Prompt:
Write the data below out again, exactly as each line reads.

****************

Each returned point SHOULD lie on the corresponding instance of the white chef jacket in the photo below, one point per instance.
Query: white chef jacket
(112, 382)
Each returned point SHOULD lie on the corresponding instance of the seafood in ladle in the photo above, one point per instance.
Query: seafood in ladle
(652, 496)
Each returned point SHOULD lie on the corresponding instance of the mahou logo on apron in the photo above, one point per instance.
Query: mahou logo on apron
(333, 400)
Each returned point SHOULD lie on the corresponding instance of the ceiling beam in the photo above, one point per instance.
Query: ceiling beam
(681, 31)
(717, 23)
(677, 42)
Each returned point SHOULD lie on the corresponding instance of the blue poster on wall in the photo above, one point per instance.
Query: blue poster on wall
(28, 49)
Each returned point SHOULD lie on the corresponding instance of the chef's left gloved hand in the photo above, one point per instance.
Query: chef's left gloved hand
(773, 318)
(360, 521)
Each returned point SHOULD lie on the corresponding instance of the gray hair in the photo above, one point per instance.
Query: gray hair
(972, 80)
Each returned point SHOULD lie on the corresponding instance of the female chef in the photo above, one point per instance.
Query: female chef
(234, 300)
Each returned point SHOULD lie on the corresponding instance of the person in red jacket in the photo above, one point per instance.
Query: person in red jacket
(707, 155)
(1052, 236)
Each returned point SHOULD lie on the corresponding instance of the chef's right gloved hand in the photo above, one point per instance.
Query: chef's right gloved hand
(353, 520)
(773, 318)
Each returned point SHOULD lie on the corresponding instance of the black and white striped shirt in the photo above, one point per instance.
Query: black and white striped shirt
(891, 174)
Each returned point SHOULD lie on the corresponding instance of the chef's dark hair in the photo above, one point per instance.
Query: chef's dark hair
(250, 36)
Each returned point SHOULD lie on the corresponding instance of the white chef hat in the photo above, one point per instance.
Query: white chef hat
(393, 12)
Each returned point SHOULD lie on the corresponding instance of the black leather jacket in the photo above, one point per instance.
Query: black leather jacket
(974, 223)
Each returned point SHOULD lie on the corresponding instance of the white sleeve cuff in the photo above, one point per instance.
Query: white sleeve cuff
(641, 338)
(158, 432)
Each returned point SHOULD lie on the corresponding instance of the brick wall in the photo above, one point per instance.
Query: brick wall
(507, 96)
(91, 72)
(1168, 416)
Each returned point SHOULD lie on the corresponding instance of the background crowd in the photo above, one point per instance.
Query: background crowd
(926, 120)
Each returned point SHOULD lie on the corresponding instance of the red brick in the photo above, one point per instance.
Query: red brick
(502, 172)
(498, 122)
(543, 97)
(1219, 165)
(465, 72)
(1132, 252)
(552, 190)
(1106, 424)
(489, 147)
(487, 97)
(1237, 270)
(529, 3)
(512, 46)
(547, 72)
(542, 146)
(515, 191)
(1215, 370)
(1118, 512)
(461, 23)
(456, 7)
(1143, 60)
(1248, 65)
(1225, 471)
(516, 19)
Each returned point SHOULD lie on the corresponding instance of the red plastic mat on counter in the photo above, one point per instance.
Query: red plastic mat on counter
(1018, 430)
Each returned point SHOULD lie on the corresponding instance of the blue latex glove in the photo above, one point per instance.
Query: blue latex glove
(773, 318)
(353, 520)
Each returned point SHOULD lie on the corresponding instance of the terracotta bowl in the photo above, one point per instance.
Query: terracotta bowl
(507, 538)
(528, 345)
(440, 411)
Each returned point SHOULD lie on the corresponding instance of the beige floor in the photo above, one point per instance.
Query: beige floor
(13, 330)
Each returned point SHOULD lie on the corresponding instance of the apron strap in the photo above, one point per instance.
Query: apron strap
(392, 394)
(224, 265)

****************

Result for this exercise:
Each returned point SHOULD lie on the corresponding instance of the white chef jacket in the photo below, one point per instance.
Query: white chef jacket
(112, 382)
Each returned point SHOULD lie on the corresponding instance of the seafood in ladle in the photo above, one point per instance.
Query: seafood in ladle
(652, 496)
Each returned point SHOULD lie on the corresponding instance of the mahou logo on apron in the photo above, one point per instance.
Query: mahou logo on apron
(333, 400)
Each returned point SHOULD lie on the corresponding instance of the ceiling beam in the photo above, one point per instance.
Query: ceiling beam
(681, 31)
(717, 23)
(677, 42)
Each returned point SHOULD lie on the corresponding instance of the blue poster on wall in the photo above, one point per instance.
Query: blue poster on wall
(28, 49)
Each returned point SHOULD lie on the corresponding instance of the chef's left gloved hand in the photo above, one point per instance.
Query: chef's left gloved hand
(773, 318)
(360, 521)
Each returned point SHOULD lie on the corresponding instance of the gray hair in the photo above, one point per instance.
Query: gray hair
(972, 80)
Each returned point SHOULD lie on the corresponding instance of the female chef in the photo above, one point per instance.
Query: female chef
(234, 300)
Each returned point SHOULD lie on the corresponding instance of the person in red jacket in the photo above, one point per instance.
Query: person in red jacket
(707, 155)
(1052, 236)
Each returned point SHOULD lie on the corresponding instance of the chef's right gloved hand in the photo above, one point per instance.
Query: chef's right gloved hand
(353, 520)
(773, 318)
Each returned point SHOULD lie on the corresponding instance of the black and white striped shirt in the photo above, one point per instance.
Query: black and white striped shirt
(891, 174)
Each returned point SHOULD lie on the corresponding instance of the chef's dark hair in the photo above, one point per instance.
Query: chef's dark hair
(250, 36)
Each returned point SHOULD lie on the corresponding instance of the white chef hat in the photo above, one point per instance.
Query: white chef hat
(393, 12)
Each returned point SHOULD lie on the corresponding instance of the black leather jacket in the photo above, one point per instance.
Query: black leather jacket
(974, 223)
Each returned point SHOULD lie on the corresponding instance of the white sleeve cuff in the photo above, one point per instance.
Query: white sleeve cuff
(641, 338)
(158, 432)
Each returned point SHOULD lie on the corresponding instance of the brick wall in the photo above, one point per instance.
Query: brick wall
(507, 96)
(91, 72)
(1168, 416)
Each returned point SHOULD lie on the corresponding instance of the background crowd in the photo above, one point per instance.
Query: background crowd
(926, 120)
Each returned point SHOULD lie on the corresponding instance of the red brick in the photo above, one point per instance.
Query: red brick
(502, 172)
(498, 122)
(543, 97)
(1219, 165)
(465, 72)
(1132, 252)
(552, 190)
(1106, 424)
(489, 147)
(487, 97)
(1237, 270)
(529, 3)
(512, 46)
(547, 72)
(542, 146)
(515, 191)
(1215, 370)
(1118, 512)
(461, 23)
(456, 7)
(1143, 60)
(1248, 65)
(1225, 471)
(516, 19)
Each returned point SHOULD lie on the corresponding instance of the red plastic mat on counter in the photo above, one point per instance.
Query: red plastic mat on counter
(1018, 430)
Each returned point SHOULD lie on the corresponding instance of the blue latex glove in the photo above, one point per instance.
Query: blue latex glove
(773, 318)
(353, 520)
Each returned point SHOULD lie on the corresponding instance of the terracotta bowl in the photo above, one point per instance.
Query: terracotta bowl
(507, 538)
(528, 345)
(440, 411)
Each returned point SHOULD lie on the corresponding instance of the beige floor in the photo above, one point per instance.
Query: beige floor
(13, 330)
Each returned point SHOULD lie on the corresponding instance of the apron strap in the photo above, one point per instance.
Query: apron strap
(392, 394)
(224, 265)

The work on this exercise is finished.